(Some records)

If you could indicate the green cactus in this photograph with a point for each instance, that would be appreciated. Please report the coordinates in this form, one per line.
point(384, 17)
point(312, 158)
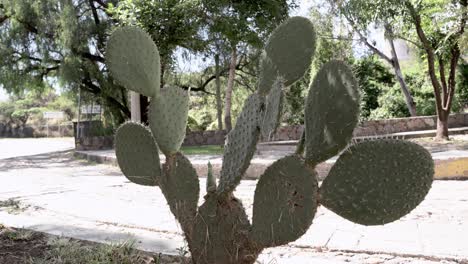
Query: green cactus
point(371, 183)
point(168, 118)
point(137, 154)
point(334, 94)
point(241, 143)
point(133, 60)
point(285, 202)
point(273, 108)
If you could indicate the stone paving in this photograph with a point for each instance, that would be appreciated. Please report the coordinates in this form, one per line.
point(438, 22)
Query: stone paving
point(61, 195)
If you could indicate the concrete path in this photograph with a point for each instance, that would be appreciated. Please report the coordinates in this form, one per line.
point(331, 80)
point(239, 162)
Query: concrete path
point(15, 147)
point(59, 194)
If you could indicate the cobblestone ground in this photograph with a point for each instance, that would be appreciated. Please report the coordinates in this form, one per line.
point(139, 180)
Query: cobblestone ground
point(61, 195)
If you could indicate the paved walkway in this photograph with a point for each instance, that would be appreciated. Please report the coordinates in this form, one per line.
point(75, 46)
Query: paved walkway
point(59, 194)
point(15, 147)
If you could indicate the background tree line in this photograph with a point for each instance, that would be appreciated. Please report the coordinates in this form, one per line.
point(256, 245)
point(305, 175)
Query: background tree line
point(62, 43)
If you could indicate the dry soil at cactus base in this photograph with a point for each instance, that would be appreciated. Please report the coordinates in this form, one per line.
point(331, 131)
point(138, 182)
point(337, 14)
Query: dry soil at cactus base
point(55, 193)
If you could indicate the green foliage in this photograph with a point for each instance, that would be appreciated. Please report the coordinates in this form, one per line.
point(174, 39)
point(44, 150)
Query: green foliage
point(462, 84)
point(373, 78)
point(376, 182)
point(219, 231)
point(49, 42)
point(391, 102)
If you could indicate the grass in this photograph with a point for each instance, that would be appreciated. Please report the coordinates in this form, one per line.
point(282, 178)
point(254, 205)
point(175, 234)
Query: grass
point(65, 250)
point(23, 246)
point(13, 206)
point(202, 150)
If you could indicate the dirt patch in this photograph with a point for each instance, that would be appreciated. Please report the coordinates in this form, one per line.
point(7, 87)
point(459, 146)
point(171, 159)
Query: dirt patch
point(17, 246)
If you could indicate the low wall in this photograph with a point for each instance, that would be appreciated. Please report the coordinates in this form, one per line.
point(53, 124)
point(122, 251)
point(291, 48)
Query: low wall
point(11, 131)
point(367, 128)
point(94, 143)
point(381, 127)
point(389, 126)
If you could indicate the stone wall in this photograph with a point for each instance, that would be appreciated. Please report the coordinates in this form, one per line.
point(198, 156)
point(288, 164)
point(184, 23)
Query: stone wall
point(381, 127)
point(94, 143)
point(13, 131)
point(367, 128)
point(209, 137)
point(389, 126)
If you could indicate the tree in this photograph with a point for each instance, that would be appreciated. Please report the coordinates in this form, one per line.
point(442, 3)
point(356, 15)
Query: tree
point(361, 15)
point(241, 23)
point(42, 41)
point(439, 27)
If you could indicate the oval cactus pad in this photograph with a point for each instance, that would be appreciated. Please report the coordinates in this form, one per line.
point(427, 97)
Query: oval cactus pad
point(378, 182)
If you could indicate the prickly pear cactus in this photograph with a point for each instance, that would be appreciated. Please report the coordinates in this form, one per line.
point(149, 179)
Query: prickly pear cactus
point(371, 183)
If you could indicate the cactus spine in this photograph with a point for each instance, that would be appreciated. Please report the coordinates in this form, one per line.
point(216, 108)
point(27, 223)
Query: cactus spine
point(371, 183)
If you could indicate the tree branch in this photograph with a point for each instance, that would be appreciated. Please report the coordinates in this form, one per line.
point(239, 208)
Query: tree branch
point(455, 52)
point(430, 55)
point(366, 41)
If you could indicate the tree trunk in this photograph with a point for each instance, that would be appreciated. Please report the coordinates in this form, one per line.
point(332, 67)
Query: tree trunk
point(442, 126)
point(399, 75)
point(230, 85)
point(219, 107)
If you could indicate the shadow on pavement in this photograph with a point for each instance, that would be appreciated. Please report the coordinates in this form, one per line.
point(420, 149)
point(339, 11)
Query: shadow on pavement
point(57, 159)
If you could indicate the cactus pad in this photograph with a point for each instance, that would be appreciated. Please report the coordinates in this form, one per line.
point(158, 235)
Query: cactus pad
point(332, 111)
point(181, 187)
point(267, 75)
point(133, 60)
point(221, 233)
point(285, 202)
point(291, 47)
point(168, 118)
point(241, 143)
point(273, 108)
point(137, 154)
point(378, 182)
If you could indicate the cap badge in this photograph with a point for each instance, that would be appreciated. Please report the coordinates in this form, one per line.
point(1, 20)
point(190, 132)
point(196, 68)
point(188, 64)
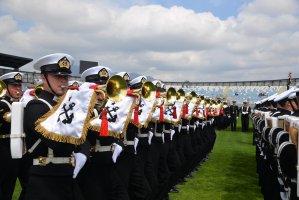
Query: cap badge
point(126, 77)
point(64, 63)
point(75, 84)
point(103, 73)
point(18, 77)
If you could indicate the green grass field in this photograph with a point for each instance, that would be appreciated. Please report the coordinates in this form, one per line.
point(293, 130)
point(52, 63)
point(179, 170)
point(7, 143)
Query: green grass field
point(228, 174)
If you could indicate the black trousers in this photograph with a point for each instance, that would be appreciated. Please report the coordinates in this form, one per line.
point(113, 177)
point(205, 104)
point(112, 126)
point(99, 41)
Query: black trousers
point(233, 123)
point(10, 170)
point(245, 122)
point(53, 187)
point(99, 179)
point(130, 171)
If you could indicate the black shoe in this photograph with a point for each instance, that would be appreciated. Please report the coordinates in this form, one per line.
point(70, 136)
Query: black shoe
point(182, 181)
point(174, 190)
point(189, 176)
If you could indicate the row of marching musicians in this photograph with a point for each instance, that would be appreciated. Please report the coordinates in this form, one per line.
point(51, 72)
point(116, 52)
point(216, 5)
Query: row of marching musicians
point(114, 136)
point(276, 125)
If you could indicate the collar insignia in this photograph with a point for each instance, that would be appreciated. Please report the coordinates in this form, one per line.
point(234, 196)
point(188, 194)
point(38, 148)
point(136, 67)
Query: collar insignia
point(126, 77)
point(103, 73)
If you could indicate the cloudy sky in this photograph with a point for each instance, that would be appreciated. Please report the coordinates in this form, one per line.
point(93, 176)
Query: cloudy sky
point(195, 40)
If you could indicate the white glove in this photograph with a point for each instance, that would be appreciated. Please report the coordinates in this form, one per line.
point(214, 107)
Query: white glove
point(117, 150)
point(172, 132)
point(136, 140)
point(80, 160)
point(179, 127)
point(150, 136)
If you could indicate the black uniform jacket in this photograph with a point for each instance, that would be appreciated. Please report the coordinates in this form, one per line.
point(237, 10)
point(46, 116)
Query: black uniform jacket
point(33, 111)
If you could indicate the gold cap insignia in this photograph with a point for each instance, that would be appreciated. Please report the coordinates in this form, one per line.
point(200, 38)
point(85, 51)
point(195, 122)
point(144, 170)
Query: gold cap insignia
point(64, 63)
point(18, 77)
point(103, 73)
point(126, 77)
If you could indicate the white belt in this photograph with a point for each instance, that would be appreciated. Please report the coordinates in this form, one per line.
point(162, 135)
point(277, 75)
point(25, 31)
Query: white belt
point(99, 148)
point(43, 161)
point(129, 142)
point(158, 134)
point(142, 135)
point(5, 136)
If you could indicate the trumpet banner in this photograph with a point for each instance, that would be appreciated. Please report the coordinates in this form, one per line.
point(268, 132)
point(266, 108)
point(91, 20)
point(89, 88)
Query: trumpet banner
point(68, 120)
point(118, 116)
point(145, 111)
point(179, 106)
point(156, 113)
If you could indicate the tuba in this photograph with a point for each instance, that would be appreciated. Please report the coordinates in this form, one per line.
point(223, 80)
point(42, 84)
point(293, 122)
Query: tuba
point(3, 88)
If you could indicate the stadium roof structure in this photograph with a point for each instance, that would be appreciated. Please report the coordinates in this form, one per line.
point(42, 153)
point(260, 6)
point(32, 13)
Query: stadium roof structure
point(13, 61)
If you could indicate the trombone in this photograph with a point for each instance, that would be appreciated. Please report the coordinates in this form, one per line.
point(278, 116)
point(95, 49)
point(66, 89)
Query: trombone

- _Goal_
Using the material above, reproduce exactly the line that contains "If you could indicate the trumpet" and all lines after it through the last one, and only those.

- _Final result_
If you could indicate the trumpet banner in this photograph with a point for each instance, that would be appreciated. Please report the coordinates in this form, one per line.
point(268, 132)
point(266, 108)
point(91, 20)
point(89, 88)
Query: trumpet banner
point(68, 120)
point(118, 116)
point(145, 111)
point(179, 106)
point(156, 113)
If you could indicate the tuba in this photograph with a point for each instance, that would be appreciated. Please report the coordinates in this form, one per line.
point(223, 80)
point(42, 84)
point(293, 122)
Query: tuba
point(3, 88)
If you could indicate the stadium roof structure in this photograph with a point for each instance, that would be appreciated. Please report the coordinates in this form, one per line.
point(42, 153)
point(260, 6)
point(32, 13)
Query: stadium roof structure
point(13, 61)
If you could indicate the trombone in this photograph with a point for each instance, that would be appreciated. Please report the coordinates in this form, one per line.
point(278, 116)
point(95, 49)
point(66, 89)
Query: trombone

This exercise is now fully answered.